Exercise goal: Convert the listing between the lines holding "is: wooden door." and "[232, 269, 260, 315]", inclusive, into a two-column CSV with the headers instruction and answer, one row per instruction. Put each value in a single double-quoted field, with any line breaks replaced by spaces.

*****

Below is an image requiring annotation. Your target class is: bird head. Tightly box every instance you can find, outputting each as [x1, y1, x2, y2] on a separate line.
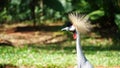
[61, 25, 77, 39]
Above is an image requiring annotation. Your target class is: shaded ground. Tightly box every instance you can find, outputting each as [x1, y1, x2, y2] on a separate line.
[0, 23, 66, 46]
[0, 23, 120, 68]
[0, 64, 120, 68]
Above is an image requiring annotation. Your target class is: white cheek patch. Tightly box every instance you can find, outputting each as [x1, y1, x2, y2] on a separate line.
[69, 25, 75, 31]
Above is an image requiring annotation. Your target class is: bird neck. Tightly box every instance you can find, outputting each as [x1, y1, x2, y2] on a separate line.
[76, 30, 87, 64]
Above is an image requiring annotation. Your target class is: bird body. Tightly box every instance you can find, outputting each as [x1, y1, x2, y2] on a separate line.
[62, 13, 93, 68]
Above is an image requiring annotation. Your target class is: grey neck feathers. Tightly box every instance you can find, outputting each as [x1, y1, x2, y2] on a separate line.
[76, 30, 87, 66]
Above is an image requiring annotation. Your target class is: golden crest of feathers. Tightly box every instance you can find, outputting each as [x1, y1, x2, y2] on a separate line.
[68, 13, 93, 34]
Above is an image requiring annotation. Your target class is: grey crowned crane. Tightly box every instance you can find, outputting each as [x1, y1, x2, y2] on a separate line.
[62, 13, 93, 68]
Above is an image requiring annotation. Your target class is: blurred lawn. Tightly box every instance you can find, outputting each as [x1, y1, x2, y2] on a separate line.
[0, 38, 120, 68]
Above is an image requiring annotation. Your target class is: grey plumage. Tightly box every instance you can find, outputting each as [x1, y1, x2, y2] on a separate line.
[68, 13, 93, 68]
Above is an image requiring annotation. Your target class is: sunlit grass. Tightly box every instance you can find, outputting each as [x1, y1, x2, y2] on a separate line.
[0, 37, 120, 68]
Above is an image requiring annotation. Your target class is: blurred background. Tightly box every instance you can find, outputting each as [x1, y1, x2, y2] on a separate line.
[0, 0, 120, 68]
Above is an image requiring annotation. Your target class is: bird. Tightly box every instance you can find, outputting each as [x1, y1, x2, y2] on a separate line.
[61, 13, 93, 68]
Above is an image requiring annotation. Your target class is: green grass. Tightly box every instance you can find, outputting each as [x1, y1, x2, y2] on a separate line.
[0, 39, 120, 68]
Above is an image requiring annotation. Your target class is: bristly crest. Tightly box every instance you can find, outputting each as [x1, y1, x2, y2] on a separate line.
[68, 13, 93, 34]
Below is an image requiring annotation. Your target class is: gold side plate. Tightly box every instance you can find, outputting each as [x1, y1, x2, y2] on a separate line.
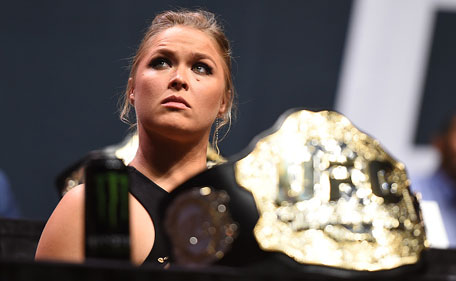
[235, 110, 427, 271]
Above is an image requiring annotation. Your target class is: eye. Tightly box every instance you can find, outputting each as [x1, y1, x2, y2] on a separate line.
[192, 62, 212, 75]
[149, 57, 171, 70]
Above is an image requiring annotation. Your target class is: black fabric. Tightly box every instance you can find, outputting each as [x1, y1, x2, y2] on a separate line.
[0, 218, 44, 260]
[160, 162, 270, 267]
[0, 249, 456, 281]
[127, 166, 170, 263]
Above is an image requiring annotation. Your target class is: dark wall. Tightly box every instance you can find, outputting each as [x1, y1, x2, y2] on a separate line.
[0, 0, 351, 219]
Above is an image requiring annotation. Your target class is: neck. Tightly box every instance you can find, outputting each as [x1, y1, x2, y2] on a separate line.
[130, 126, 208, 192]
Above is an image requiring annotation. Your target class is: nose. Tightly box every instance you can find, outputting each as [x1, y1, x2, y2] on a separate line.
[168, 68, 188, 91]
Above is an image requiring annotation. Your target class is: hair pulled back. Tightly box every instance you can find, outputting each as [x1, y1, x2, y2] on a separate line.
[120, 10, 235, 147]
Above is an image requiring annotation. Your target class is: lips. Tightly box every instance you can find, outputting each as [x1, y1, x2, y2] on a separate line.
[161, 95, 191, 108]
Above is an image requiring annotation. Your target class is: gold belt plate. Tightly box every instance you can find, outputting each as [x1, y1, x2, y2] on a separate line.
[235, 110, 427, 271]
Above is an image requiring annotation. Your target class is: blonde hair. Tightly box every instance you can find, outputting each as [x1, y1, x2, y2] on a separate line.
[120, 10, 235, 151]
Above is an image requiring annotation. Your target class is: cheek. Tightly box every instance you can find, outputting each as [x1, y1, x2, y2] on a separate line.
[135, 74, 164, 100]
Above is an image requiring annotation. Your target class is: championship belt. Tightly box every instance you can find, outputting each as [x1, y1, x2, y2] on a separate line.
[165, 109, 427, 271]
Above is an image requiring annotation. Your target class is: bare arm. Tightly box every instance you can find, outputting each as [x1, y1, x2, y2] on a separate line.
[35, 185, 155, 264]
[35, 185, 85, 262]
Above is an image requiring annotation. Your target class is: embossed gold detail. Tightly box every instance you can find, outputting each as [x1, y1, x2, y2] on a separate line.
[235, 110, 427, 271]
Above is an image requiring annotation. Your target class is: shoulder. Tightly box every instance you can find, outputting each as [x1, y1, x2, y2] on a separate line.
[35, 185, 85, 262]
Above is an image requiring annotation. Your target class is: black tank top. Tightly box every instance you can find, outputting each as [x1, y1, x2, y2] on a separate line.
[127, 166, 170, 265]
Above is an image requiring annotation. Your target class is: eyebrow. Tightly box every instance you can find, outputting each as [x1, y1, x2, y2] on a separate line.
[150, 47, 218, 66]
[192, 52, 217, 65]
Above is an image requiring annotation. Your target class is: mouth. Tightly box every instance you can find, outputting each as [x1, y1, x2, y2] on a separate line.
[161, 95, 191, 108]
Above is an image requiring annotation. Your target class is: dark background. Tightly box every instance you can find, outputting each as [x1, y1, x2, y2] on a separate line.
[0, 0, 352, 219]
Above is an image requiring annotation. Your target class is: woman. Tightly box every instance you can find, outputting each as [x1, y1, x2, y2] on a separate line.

*****

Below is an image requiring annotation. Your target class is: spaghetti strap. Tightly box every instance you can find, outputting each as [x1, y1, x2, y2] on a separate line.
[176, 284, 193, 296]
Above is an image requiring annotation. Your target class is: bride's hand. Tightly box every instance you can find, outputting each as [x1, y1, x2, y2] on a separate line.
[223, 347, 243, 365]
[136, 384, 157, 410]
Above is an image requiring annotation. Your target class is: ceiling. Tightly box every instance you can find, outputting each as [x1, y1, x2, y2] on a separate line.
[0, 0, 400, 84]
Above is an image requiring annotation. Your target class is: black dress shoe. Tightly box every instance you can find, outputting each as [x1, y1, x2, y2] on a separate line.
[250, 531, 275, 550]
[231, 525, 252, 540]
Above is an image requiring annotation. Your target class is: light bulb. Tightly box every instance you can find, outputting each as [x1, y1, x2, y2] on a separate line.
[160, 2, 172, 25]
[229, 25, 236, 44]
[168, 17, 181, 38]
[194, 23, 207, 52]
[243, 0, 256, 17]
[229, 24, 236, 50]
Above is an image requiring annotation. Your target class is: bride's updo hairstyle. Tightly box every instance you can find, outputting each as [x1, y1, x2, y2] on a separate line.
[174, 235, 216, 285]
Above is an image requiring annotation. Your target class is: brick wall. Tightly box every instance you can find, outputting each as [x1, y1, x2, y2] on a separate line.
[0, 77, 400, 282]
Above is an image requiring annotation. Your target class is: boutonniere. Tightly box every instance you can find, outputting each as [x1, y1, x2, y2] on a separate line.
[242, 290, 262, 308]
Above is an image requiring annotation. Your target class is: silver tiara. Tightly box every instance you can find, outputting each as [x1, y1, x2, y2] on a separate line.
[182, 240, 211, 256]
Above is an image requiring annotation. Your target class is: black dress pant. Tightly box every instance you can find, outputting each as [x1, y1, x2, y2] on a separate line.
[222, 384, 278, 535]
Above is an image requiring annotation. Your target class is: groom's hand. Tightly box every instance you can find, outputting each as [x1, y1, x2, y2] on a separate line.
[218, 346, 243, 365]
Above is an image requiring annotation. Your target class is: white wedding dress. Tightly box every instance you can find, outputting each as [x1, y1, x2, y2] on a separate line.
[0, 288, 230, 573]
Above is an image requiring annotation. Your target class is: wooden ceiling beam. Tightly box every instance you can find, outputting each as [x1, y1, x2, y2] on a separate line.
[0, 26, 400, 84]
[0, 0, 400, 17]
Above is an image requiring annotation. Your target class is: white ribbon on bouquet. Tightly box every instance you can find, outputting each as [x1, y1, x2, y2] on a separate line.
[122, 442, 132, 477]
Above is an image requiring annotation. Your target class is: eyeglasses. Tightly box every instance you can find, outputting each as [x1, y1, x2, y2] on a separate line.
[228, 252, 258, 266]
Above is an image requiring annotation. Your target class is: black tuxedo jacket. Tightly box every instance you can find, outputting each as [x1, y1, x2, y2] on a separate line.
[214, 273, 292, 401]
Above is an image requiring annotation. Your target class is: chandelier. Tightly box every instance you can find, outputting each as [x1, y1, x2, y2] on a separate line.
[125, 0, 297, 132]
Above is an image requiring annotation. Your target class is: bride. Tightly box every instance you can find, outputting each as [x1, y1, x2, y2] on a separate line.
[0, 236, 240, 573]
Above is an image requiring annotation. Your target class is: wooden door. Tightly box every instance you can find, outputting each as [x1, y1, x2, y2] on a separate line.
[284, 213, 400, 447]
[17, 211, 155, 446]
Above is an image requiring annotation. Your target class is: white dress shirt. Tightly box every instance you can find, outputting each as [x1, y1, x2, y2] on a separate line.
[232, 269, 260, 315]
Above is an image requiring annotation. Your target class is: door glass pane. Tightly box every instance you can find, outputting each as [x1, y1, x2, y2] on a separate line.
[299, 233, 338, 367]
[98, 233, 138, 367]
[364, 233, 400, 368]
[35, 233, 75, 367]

*****

Solution to the problem:
instruction,answer
"Above is an image requiring annotation. Your target class is: wooden door. Tightly box every instance you can find, outputting each as [x1, y1, x2, y2] on a separate line.","[284, 213, 400, 447] [17, 211, 155, 446]"
"Above is an image requiring annotation. Your target class is: white dress shirt. Tightly box every instance you can find, outputting each as [x1, y1, x2, y2] on a separate line.","[232, 269, 260, 315]"